_WORK INSTRUCTIONS_.
Scan the entries for lines with the word "small" and copy those lines.

====== SOURCE DATA

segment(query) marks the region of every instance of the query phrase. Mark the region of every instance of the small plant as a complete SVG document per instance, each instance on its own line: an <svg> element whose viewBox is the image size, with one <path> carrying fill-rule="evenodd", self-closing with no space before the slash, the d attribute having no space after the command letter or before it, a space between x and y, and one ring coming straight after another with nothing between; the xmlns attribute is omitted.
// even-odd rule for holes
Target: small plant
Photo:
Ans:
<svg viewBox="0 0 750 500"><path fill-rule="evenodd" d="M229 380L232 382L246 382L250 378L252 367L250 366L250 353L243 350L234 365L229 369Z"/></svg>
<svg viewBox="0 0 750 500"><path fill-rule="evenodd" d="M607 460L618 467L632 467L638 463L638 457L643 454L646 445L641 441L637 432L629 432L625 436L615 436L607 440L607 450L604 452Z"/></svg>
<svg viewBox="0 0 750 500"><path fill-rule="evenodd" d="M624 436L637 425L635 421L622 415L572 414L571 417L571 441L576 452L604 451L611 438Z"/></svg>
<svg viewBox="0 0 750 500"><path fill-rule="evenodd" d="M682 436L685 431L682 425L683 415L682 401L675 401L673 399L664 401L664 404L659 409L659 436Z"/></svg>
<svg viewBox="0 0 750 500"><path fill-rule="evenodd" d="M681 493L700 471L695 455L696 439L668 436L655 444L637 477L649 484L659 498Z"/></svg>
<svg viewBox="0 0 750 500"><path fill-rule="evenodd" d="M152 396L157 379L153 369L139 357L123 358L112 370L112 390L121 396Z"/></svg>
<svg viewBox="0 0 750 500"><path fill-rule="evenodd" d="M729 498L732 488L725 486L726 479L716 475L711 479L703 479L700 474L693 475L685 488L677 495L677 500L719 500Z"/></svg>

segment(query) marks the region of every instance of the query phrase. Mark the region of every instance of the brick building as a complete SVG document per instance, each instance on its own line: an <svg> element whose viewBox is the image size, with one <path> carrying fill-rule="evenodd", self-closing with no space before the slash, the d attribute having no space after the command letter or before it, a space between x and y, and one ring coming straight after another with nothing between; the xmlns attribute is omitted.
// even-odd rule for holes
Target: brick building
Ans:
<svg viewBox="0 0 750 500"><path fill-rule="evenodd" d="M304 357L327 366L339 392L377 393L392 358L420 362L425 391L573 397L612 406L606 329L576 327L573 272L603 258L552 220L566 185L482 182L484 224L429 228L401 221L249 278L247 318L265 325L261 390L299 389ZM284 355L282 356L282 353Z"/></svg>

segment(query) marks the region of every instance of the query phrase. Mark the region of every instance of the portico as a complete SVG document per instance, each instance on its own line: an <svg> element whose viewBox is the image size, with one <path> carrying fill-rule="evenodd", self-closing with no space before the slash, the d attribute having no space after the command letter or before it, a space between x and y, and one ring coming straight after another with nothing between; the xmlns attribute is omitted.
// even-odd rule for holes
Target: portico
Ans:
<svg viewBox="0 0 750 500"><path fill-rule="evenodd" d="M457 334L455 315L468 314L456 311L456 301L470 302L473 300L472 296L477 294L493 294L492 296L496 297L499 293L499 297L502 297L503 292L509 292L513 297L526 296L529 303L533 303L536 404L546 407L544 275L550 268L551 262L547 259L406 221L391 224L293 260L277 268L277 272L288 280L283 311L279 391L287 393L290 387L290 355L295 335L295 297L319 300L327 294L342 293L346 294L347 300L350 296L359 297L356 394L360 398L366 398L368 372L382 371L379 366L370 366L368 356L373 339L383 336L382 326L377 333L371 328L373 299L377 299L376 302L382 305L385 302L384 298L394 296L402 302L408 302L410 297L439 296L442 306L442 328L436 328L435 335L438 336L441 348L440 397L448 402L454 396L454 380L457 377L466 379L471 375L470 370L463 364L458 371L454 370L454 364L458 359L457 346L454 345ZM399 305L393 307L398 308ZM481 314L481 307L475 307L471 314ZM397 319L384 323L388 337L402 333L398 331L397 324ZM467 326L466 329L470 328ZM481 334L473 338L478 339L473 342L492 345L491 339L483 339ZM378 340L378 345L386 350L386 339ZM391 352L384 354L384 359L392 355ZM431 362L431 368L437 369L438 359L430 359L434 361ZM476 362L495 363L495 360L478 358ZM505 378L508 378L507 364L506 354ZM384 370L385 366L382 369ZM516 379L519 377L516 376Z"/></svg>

============

_EXERCISE ANSWER_.
segment(query) marks the region of every instance of the query phrase. Mark the region of every instance of the small plant as a complete SVG document per instance, each instance on its own line: an <svg> element whose viewBox is the image size, with one <path> carrying fill-rule="evenodd", self-closing with no space before the slash, the d attribute having no space after the command letter or before it, a space between x and y, and one ring coming straight after another with nothing between; the xmlns attribute is omitted.
Target: small plant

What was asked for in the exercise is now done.